Directions for this task ▸
Output all records verbatim.

------------------------------------------------------------

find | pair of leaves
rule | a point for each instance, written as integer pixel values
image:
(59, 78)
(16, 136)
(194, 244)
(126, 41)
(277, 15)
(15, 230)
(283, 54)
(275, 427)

------------------------------------------------------------

Reply to the task ▸
find | pair of leaves
rule | a point for each instance, written as integer pixel values
image:
(59, 78)
(16, 136)
(194, 244)
(126, 41)
(277, 15)
(15, 230)
(283, 54)
(275, 427)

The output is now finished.